All of the data should be repeated exactly; pictures are not part of the copy.

Collected data
------------------------------------------------------------------------

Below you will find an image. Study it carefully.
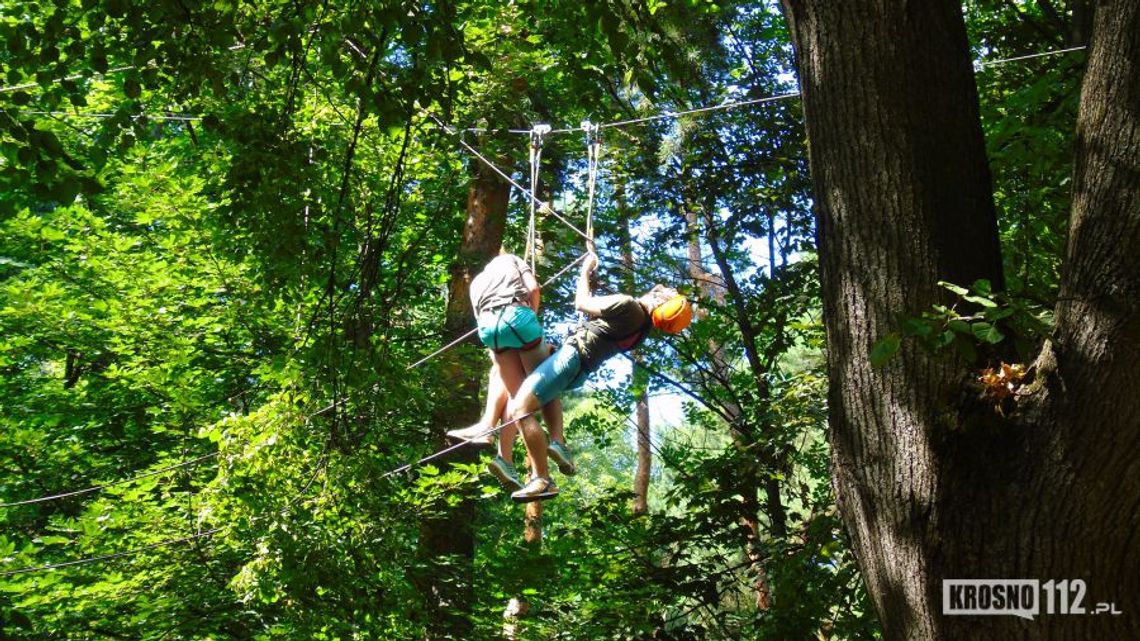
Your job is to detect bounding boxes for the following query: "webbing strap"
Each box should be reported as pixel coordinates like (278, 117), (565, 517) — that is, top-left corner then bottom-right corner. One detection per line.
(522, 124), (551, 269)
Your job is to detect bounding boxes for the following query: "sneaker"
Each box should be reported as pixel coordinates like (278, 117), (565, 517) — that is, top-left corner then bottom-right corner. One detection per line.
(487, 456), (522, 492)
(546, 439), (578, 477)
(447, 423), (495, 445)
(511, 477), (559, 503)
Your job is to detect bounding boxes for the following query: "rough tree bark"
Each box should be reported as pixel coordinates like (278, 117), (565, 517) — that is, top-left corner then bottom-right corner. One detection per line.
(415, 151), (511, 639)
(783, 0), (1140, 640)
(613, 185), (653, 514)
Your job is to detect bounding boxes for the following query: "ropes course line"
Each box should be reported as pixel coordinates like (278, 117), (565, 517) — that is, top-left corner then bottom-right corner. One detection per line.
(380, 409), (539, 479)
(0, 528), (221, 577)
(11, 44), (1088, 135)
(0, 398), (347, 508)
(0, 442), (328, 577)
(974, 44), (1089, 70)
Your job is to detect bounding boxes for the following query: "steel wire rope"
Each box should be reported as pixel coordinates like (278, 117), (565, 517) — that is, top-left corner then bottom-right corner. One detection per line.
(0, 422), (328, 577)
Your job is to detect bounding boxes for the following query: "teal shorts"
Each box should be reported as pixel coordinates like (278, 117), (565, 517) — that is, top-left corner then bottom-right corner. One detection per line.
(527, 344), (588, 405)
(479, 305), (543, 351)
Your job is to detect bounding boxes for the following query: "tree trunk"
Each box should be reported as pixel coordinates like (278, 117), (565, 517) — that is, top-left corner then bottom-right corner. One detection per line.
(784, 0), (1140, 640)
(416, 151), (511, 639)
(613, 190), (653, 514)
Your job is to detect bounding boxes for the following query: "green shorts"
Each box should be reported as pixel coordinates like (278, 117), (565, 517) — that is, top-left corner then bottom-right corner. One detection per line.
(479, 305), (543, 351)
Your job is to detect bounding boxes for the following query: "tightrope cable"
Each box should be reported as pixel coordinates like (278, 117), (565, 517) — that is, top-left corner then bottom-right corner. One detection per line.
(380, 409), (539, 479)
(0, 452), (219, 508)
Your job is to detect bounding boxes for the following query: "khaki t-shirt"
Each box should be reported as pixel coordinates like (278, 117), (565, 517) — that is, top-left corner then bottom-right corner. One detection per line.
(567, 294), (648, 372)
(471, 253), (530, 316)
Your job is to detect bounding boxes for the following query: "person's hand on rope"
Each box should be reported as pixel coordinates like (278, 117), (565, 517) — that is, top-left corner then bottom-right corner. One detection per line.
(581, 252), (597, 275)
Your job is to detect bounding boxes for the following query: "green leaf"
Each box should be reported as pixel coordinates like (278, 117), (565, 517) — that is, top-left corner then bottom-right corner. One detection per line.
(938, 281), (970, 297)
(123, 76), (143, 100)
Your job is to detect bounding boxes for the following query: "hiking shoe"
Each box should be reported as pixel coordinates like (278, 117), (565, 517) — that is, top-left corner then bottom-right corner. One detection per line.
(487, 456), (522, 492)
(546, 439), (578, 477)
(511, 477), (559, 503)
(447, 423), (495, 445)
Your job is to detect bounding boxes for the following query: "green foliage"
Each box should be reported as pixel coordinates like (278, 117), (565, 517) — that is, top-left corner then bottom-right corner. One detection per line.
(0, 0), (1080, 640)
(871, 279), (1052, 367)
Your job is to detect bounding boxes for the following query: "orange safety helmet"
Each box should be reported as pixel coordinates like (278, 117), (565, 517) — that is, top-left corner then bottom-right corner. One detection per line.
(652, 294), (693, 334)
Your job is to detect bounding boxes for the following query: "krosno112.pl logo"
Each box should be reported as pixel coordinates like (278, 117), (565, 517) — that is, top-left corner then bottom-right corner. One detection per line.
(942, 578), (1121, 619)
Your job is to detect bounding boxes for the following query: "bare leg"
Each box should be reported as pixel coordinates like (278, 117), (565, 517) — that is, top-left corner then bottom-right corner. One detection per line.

------------------------------------------------------------------------

* Exercise response:
Below you will find an image. Study it carefully.
Your job is to detect bounding boxes for the following query: "webbing strap"
Each box should be reported as pixel coordinates like (278, 117), (565, 517) — that is, top-left corner then bottom-right corner. One detection per line.
(522, 124), (551, 269)
Your job is to detect bounding boxes for the following query: "sneaker"
Each box should be reported as pixel coordinates like (278, 117), (565, 517) — that is, top-left corner then bottom-right corner. One detection per line.
(487, 456), (522, 492)
(546, 439), (578, 477)
(447, 423), (495, 445)
(511, 477), (559, 503)
Your job is to detect bounding boxes for the following query: "rough tree bark"
Each box should be reported as pixel coordinates like (278, 117), (565, 517) — that is, top-left corner then bottom-right corner. One detection per line.
(415, 151), (511, 639)
(783, 0), (1140, 640)
(613, 185), (653, 514)
Your job is to detect bounding boxes for the following query: "ropes course line"
Each box should be reported as pixel coordinates like (278, 117), (565, 517) — that is, top-left corner then bottom-right corner. One detection per line.
(380, 409), (539, 479)
(0, 528), (221, 577)
(11, 44), (1088, 135)
(0, 398), (347, 508)
(0, 442), (328, 577)
(974, 44), (1089, 70)
Your job is to detect bounding boxes for the following query: "steel wire rope"
Each box should be reported as pixel coordinates like (278, 117), (565, 517) — that is, top-left corner then bottom-right corner. One detection per line.
(0, 422), (328, 577)
Your job is to detect bounding boxes for the following query: "teal shorts"
Each box should be reported as pixel coordinates like (278, 117), (565, 517) — that is, top-left corner then bottom-right corner. One detection per line.
(527, 344), (588, 405)
(479, 305), (543, 351)
Your job is to detect bounding boxes for the following query: "tree trunk"
Each box should be reported as pixel coordinates like (278, 117), (565, 517) — that is, top-left corner then bottom-right corner. One detection per line.
(784, 0), (1140, 640)
(416, 151), (511, 639)
(613, 190), (653, 514)
Your job is to detect bounding boxes for the following query: "green shorts"
Each box should be reported as pixel coordinates like (278, 117), (565, 517) — that is, top-left corner then bottom-right corner. One detection per line.
(479, 305), (543, 351)
Your job is to detect bounding boxes for the following query: "tightrope cable"
Each box should be reported as pixel coordinates like (278, 117), (565, 517) — that is, top-left corner then bottom-right corner. One detection per line.
(380, 409), (539, 479)
(0, 452), (219, 508)
Your job is to detect bounding boxes for the following query: "khaki t-shirt"
Each box should be reported as pixel coordinates like (278, 117), (565, 517) — that is, top-left corner then bottom-right corner. One detection per line.
(567, 294), (648, 372)
(471, 253), (530, 316)
Your job is to detect bounding boxes for the following query: "person's hand on rope"
Each box should be reported as pixel coordinates like (278, 117), (565, 517) — that is, top-left corner then bottom-right corner. One detection per line.
(581, 252), (597, 275)
Your job is to detect bounding boxes for the following query: "green leaf"
Each box should be reported as pixel coordinates like (278, 117), (565, 517) — that is, top-left corner then bottom-right corner. One detection per line.
(938, 281), (970, 297)
(123, 76), (143, 100)
Your job is to detect bounding boxes for the following query: "hiking shoe"
Each box should be reported as pixel coordinates like (278, 117), (565, 517) — that is, top-left corner then bottom-right corner. One detection per line.
(487, 456), (522, 492)
(546, 439), (578, 477)
(511, 477), (559, 503)
(447, 423), (495, 445)
Your job is to detect bounding boxes for the following query: "green foliage"
Each box should be reported as pixel coordinates like (278, 117), (565, 517) — that is, top-left corner then bottom-right corner. One detection per line.
(0, 0), (1080, 640)
(871, 279), (1052, 367)
Your job is to detect bounding boxes for the following query: "orange safety helmet"
Each box should be reported as pixel coordinates like (278, 117), (565, 517) — that is, top-left corner then bottom-right corner. One detection per line.
(652, 294), (693, 334)
Your job is to detect bounding boxes for the following query: "krosno112.pl logo"
Each box should be reported as pixel coordinates like (278, 117), (565, 517) — that is, top-left corner then bottom-right corner. One detection per line.
(942, 578), (1121, 619)
Your job is to detect bounding boxes for the following query: "bare leg"
Each box should be reported as pixel coordinates like (278, 117), (565, 517) — that is, top-left corner then bottom-right corner. One detection per line.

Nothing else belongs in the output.